**Instructions to follow:**
Rewrite all the items below as a Markdown table with two columns, Row and Text. Put each line in its own numbered row and leave out any blank lines.

::: Source data :::

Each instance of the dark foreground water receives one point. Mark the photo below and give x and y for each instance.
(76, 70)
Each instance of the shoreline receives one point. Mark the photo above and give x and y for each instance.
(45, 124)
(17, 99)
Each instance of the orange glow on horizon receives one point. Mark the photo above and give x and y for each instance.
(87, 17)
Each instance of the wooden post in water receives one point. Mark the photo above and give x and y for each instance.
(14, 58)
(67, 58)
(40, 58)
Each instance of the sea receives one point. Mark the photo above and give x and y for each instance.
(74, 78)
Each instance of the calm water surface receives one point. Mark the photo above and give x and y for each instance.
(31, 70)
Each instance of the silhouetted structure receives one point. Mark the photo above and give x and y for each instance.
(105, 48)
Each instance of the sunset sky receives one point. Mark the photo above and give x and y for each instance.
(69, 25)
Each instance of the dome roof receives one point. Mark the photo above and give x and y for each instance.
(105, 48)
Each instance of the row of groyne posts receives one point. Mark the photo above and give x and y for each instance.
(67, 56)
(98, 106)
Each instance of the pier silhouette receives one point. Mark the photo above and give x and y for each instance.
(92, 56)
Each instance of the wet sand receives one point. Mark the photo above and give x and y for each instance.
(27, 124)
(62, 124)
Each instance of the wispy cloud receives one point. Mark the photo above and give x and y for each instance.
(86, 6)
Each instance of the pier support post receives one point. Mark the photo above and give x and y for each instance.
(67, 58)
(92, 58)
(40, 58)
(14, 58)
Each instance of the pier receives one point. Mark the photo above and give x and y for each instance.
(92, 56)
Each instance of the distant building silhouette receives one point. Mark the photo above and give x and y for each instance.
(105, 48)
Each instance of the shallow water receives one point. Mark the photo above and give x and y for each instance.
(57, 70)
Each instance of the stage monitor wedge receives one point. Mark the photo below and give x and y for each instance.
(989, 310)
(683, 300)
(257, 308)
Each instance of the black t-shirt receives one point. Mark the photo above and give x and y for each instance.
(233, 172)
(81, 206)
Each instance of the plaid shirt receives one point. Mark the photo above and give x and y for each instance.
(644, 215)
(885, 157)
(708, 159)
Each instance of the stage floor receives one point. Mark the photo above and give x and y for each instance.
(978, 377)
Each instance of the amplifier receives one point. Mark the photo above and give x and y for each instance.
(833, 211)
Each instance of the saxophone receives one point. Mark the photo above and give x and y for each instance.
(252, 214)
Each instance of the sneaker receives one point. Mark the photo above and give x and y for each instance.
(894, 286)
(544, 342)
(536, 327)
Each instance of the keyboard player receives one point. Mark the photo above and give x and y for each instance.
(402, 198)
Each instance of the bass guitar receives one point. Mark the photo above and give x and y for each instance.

:::

**Result below:**
| Row | Text |
|---|---|
| 1 | Each instance of the dark foreground water receives one point. Mark the photo below and give x and y for each instance. |
| 2 | (76, 70) |
| 3 | Each instance of the shoreline receives one point. Mark the photo above and give x and y for each instance. |
| 4 | (45, 124) |
| 5 | (17, 99) |
| 6 | Each instance of the orange glow on horizon receives one point. Mark the photo above and give x and y for each instance. |
| 7 | (87, 17) |
| 8 | Each instance of the wooden post in water receives one point. Mark the photo above and give x and y for each instance. |
| 9 | (14, 58) |
| 10 | (67, 58) |
| 11 | (40, 58) |
| 12 | Each instance of the sea receives one point. Mark the photo above and give x and y for each instance. |
| 13 | (74, 78) |
| 14 | Each instance of the calm water surface receives one point. Mark the photo above and give x and y for each instance. |
| 15 | (31, 70) |
| 16 | Each instance of the silhouetted structure receives one point. Mark the photo above and give x and y for each instance. |
| 17 | (105, 48) |
| 18 | Each instance of the sunset sky receives one point. Mark the photo above and give x and y for each instance. |
| 19 | (69, 25) |
| 20 | Each instance of the dome roof receives one point. Mark the photo above and give x and y for each instance. |
| 21 | (105, 48) |
| 22 | Each instance of the row of groyne posts receives one point. Mark the photo above and give x and y for each instance. |
| 23 | (67, 56) |
| 24 | (98, 106) |
| 25 | Each instance of the pier silhouette receives one point. Mark the photo above and give x and y for each instance. |
| 26 | (92, 56) |
| 27 | Each instance of the wet sand receives one point. Mark the photo above and give x and y for each instance. |
| 28 | (27, 124) |
| 29 | (62, 124) |
| 30 | Each instance of the wispy cloud receives one point. Mark the photo above and give x and y for each instance. |
| 31 | (86, 6) |
| 32 | Each instance of the pier support post receives one point. Mark the photo above and give x and y for each instance. |
| 33 | (67, 58) |
| 34 | (92, 58) |
| 35 | (40, 58) |
| 36 | (14, 58) |
| 37 | Each instance of the pier receives one point. Mark the photo above and give x and y for each instance. |
| 38 | (92, 56) |
| 39 | Each instance of the distant building silhouette receives one point. Mark the photo above and give x and y for each instance. |
| 40 | (105, 48) |
| 41 | Each instance of the shallow water receives one point. Mark the photo above and give x and y for each instance. |
| 42 | (57, 70) |
| 43 | Each instance of the stage monitor wedge receives one point. Mark the photo below and give x and y for each instance. |
| 44 | (989, 310) |
| 45 | (683, 300) |
| 46 | (257, 308) |
| 47 | Each instance of the black t-shirt receives one point. Mark the photo above and give x and y for each instance. |
| 48 | (233, 172) |
| 49 | (81, 206) |
| 50 | Each instance of the plaid shirt receives one point. Mark the photo above and give x and y for each instance. |
| 51 | (644, 215) |
| 52 | (885, 157) |
| 53 | (708, 159) |
| 54 | Each instance of the stage floor receives one point. Mark the photo above and give x and y for each instance. |
| 55 | (978, 377) |
| 56 | Each instance of the amplifier receives one point. Mark the photo above and give x and y for each instance. |
| 57 | (833, 211) |
| 58 | Each instance of the saxophone receives one point. Mark the photo above and give x and y for each instance. |
| 59 | (252, 214) |
| 60 | Each instance of the sneaker receives one point. Mark the photo above and give x and y for each instance. |
| 61 | (894, 286) |
| 62 | (544, 342) |
| 63 | (536, 327) |
| 64 | Each instance of the keyboard player receives one point. Mark the photo above and give x and y for each instance. |
| 65 | (402, 198) |
| 66 | Each instance of the bass guitar receives one point. Mark the photo above and give x and y for each instance. |